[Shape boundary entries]
_ _ _ _

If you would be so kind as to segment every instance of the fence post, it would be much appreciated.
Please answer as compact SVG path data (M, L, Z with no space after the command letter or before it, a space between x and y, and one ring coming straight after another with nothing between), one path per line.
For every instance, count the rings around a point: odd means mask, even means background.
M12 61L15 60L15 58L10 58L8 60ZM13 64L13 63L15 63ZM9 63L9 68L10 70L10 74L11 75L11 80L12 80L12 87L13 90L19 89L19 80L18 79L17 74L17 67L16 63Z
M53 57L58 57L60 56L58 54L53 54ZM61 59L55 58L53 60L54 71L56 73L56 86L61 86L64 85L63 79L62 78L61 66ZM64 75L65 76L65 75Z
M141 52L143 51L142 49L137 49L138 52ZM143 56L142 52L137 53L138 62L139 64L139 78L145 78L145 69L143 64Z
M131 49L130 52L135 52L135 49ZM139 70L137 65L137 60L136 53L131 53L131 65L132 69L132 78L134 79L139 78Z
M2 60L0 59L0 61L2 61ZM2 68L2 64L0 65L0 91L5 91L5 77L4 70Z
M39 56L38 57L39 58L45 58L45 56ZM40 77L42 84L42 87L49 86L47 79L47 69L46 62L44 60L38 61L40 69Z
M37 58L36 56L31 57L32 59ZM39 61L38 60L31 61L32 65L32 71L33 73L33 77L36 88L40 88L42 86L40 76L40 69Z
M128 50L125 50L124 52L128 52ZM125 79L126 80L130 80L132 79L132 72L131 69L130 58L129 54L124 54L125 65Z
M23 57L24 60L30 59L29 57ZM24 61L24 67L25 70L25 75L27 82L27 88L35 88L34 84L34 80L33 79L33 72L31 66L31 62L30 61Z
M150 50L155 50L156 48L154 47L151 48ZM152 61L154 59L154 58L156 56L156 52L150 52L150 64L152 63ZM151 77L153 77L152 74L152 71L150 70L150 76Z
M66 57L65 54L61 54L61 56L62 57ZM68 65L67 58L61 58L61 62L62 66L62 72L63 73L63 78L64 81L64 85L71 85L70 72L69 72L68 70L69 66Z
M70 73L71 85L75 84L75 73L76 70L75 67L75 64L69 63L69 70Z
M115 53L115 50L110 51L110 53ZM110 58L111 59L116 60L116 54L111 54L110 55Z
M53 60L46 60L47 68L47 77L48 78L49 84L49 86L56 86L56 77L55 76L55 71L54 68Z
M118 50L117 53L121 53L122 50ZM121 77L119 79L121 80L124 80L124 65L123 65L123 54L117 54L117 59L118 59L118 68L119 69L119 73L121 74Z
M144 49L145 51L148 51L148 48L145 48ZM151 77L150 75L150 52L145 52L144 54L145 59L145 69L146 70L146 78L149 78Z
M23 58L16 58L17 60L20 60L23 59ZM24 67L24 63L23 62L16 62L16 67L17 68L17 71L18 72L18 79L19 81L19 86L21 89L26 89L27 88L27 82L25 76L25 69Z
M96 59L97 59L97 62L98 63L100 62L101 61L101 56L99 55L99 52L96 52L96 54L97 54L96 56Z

_ _ _ _

Copy out the material above in full, swapping "fence post" for "railing post" and keeping every other character the same.

If you would be so kind as to segment every instance of the railing post, it would be much appreciated.
Please answer as compact SVG path data (M, L, Z with no space after the command letter or before it, a space between x and y, and one ring coming straight after another with nothing between), one path per line.
For every instance, count the rings around a point: odd means mask, even means background.
M12 61L15 60L15 58L10 58L8 60ZM13 64L13 63L15 63ZM9 63L9 68L10 70L10 74L11 75L11 80L12 80L12 87L13 90L19 89L19 80L18 79L17 74L17 67L16 63Z
M53 57L58 57L60 56L58 54L53 54ZM61 59L55 58L53 60L54 71L56 73L56 86L61 86L64 85L63 79L62 78L61 66ZM64 75L65 76L65 75Z
M141 52L143 51L142 49L137 49L138 52ZM143 56L142 52L137 53L138 62L139 64L139 78L145 78L145 69L143 64Z
M131 49L130 52L135 52L135 49ZM139 70L137 65L137 60L136 53L131 53L131 65L132 69L132 78L134 79L139 78Z
M2 60L0 59L0 61L2 61ZM2 68L2 64L0 65L0 91L5 91L5 77L4 70Z
M39 56L38 57L39 58L45 58L45 56ZM40 77L42 84L42 87L49 86L47 79L47 69L46 62L44 60L38 61L40 69Z
M37 58L36 56L31 57L32 59ZM39 61L38 60L31 61L32 65L32 71L33 73L33 77L36 88L40 88L42 86L40 76L40 69Z
M128 50L125 50L124 52L128 52ZM125 79L126 80L130 80L132 79L132 72L131 69L130 58L129 54L124 54L125 65Z
M23 57L24 60L30 59L29 57ZM24 61L24 67L25 70L25 75L27 82L27 88L35 88L34 84L34 80L33 79L33 72L31 66L31 62L30 61Z
M150 50L155 50L156 48L154 47L151 48ZM152 61L154 59L154 58L156 56L156 52L150 52L150 64L152 63ZM151 77L153 77L152 74L152 71L150 70L150 76Z
M66 57L65 54L61 54L61 56L62 57ZM68 65L67 58L61 58L61 62L62 66L62 72L63 73L63 78L64 81L64 85L71 85L70 72L69 72L68 70L69 66Z
M70 73L71 85L75 84L75 73L76 70L75 67L75 64L69 63L69 70Z
M115 53L115 50L110 51L110 53ZM110 58L111 59L116 60L116 54L111 54L110 55Z
M53 60L46 60L47 68L47 77L48 78L49 84L49 86L56 86L56 77L55 76L55 71L54 68Z
M118 50L117 53L121 53L122 50ZM121 77L119 79L121 80L124 80L124 65L123 65L123 54L117 54L117 59L118 59L118 68L119 69L119 73L121 74Z
M144 49L145 51L148 51L148 48L145 48ZM151 77L150 75L150 52L145 52L144 54L145 59L145 69L146 70L146 78L149 78Z
M23 58L16 58L17 60L20 60L23 59ZM24 67L24 63L23 62L16 62L16 67L17 68L17 71L18 72L18 79L19 81L19 86L21 89L26 89L27 88L27 82L25 76L25 69Z
M96 59L97 59L97 62L98 63L100 62L101 61L101 56L99 55L99 52L96 52L96 54L97 54L96 56Z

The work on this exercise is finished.